(DATA SUPPLIED begins)

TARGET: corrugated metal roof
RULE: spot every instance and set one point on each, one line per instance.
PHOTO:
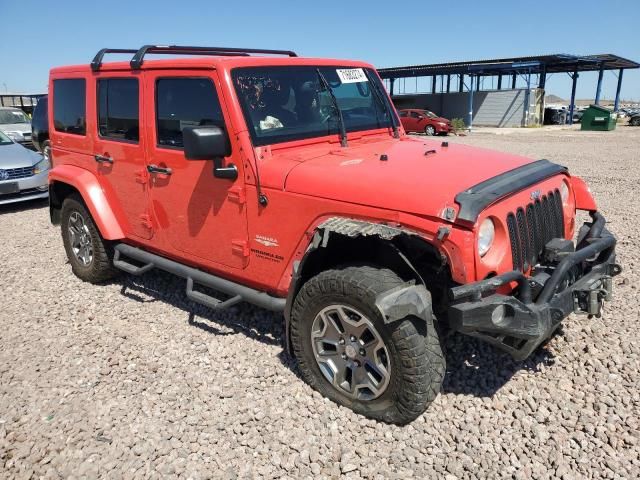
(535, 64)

(DATA SUPPLIED ends)
(DATA SUPPLIED begins)

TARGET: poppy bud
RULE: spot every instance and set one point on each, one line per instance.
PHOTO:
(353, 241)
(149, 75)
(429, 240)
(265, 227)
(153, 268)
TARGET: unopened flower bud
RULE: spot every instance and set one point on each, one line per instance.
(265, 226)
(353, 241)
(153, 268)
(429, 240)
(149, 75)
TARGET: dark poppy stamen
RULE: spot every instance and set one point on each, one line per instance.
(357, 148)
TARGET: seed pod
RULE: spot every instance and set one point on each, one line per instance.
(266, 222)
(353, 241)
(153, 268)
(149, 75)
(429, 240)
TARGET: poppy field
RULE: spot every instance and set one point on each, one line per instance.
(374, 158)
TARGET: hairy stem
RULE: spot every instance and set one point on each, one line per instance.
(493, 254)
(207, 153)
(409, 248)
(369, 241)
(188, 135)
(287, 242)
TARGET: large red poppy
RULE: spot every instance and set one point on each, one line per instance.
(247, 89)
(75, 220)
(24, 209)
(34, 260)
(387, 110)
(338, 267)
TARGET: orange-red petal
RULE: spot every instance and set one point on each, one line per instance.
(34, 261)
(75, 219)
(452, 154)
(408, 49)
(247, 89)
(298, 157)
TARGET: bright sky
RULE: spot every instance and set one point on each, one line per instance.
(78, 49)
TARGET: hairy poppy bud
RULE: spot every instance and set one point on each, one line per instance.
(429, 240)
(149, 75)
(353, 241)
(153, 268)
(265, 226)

(DATA SUPPLIED ends)
(DATA SUPPLIED begins)

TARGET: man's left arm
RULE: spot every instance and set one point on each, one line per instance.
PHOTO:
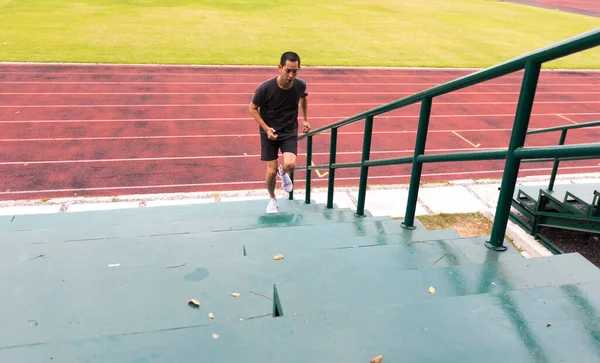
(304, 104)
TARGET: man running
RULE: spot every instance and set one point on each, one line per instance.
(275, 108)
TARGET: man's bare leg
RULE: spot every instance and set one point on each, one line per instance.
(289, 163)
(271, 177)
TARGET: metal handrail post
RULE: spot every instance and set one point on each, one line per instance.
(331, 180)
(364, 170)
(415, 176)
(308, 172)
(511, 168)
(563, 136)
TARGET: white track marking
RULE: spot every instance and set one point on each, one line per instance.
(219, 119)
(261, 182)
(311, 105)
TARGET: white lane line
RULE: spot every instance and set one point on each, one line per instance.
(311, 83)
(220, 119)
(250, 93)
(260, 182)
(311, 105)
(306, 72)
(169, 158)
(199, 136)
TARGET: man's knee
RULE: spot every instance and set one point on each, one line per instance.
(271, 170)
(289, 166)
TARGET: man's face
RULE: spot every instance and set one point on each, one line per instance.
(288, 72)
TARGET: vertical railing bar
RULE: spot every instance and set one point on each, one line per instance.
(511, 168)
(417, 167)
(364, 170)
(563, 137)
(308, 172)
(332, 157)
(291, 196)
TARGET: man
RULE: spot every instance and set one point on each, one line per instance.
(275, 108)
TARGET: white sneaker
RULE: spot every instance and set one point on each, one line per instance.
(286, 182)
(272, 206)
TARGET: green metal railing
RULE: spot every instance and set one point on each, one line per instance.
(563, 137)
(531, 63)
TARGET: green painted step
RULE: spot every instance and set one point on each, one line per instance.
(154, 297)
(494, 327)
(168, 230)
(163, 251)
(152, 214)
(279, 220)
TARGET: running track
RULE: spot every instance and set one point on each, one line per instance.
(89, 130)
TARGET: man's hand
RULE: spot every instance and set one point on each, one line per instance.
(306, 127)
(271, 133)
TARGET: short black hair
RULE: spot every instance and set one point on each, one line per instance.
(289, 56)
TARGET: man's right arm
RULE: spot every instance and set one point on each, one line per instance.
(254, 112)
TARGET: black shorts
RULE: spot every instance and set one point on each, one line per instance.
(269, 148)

(DATA SUPPLIED ends)

Every line in the records above that contains the word "white" is to be copied out.

TARGET: white track marking
TARGET: white lane line
TARGET: white sneaker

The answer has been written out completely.